A one-year trip through multiple countries — many of them third-world — takes a well-conceived medical plan. Our plan consisted of a medical kit, pre-trip vaccinations, and medical insurance.
We used an Adventure Medical Kits “Fundamentals” pre-made kit as the starting point. I don’t think we’d do that again, as much of what was in the kit was ditched before we even started, much of what we actually took went unused, and much of what we needed was either not part of the store-bought kit or in too small a supply. Knowing what we know now, we would build a kit of our own, from scratch.
Here is a listing of materials that we actually used and would include in a future kit. I’ll address medications later.
A collection of band-aids of various sizes
Two Ace-type elastic bandages, a large and a small one
A lace-up type ankle brace
A reusable and microwaveable hot/cold pad
A pair of scissors
A pair of tweezers
A pair of nail Clippers
Not much, is it? I still might throw in a couple large pressure bandages for good measure, but we thankfully never used any.
Well, on to the medications. There are several. In addition to the basic stuff for minor wounds and traveler’s diarrhea, we needed things to deal with Jen’s asthma and allergies. Also — and listen up, guys — women traveler’s have unique concerns, like yeast infections and urinary tract infections. You need to take stuff to deal with these issues, because the last thing anyone needs is a yeast infection days or weeks away from a no-kidding pharmacy.
Now, the drug list…
Tylenol or Panadol
Triple-antibiotic cream (like Neosporin)
Doxycycline tablets (for malaria prevention, and it also has some antibiotic treatment applications)
Loperamide (for traveler’s diarrhea)
Azithromycin single dose packets (for traveler’s diarrhea; we used several of these)
Azithromycin Tablets (Z-Paks of five doses each, for travelers’ diarrhea and general infections)
Ciprofloxacin tablets (for traveler’s diarrhea and general infections)
Ciflot (pack of ten vials for ear infections)
Albuterol inhalers (for asthma)
Epipens (three for allergic reactions; we thankfully never had to use them)
Cetrizine tablets (like Zertec, for allergies)
Actifed (for allergies)
Eye drops for allergies (there are several types that can work)
Fluconazole tablets (for yeast infections)
Macrobid (for urinary tract infections)
Azo tablets (for urinary tract infections)
Ambien (for those sleepless nights)
Some of what we used was acquired or resupplied on the road — things like cetrizine, Actifed equivalents, eye drops, tylenol, benadryl, and ibuprofen. This is not difficult in Southeast Asia, where no pharmacist ever requested a prescription. We just looked up the active ingredient and generic names for a drug, via the internet; and took this information to a pharmacy to get what we needed. If they had it, they sold it to us. Australian pharmacists, on the other hand, treated a ibuprofen purchase like we were trying to get morphine (a little overstatement here, but it was more challenging than just laying it on the counter).

DATA SECTION
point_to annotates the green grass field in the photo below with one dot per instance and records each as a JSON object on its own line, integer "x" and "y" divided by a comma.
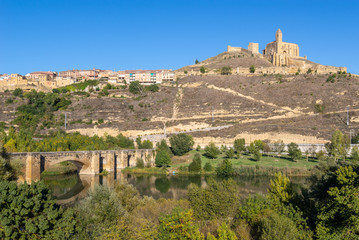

PROMPT A
Repeat a passage from the piece on the trip's medical plan word for word. Begin at the words "Azithromycin Tablets (Z-Paks" and stop after "tablets (for urinary tract infections)".
PROMPT B
Answer these questions from the piece on the trip's medical plan:
(i) Which pre-made kit served as the starting point?
(ii) How many Epipens were taken?
(iii) In what region did no pharmacist ever ask for a prescription?
PROMPT C
Take the piece on the trip's medical plan further, continuing from its last sentence.

ANSWER AREA A
Azithromycin Tablets (Z-Paks of five doses each, for travelers’ diarrhea and general infections)
Ciprofloxacin tablets (for traveler’s diarrhea and general infections)
Ciflot (pack of ten vials for ear infections)
Albuterol inhalers (for asthma)
Epipens (three for allergic reactions; we thankfully never had to use them)
Cetrizine tablets (like Zertec, for allergies)
Actifed (for allergies)
Eye drops for allergies (there are several types that can work)
Fluconazole tablets (for yeast infections)
Macrobid (for urinary tract infections)
Azo tablets (for urinary tract infections)

ANSWER AREA B
(i) An Adventure Medical Kits "Fundamentals" kit
(ii) Three
(iii) Southeast Asia

ANSWER AREA C
You probably noticed the heavy emphasis on traveler’s diarrhea. Both of us had it a few times. We found the following to be an effective treatment: stop the flow with loperamide tablets; and once you are stopped up, take a single-dose packet of azithromycin. We found that if we took the azithromycin before we were stopped up, the treatment didn’t work so well, and we ended up having to take a second dose of azithromycin.
In case of questioning when entering a country, we carried the prescription drugs in their original bottles; and we carried a print-out of our prescriptions, obtained from our doctor. However, we were never asked about the drugs we carried.
I think we received every available travel vaccination, as that was the cumulative effect of the CDC recommendations for the countries on our hit list. Here’s what we got…
Tdap (the combined tetanus, diphtheria, and pertussis vaccine)
We also had PPD tests done for tuberculosis before leaving, as a baseline for testing upon returning to the States.
We carried our yellow International Certificates of Vaccination or Prophylaxis with us, although we were never asked to show them.
Because I am retired from the US military, both of us have worldwide medical insurance, as well as access to US military medical facilities across the globe. So, insurance itself wasn’t much of a challenge for us, although any costs had to be paid out-of-pocket and then submitted for reimbursement.
The gap in our insurance was medical evacuation coverage. We needed a way to get ourselves to first-world care if we were seriously injured or became seriously ill in a third-world destination. For that, we purchased a one-year family membership with On Call International, for a cost of $800. We never had to use it, so we can’t vouch for the service. We chose it based upon reviews, the level of coverage, how it dealt with pre-existing conditions, how it dealt with high-risk activities like SCUBA diving, and the latitude it gave us for choosing an evacuation destination.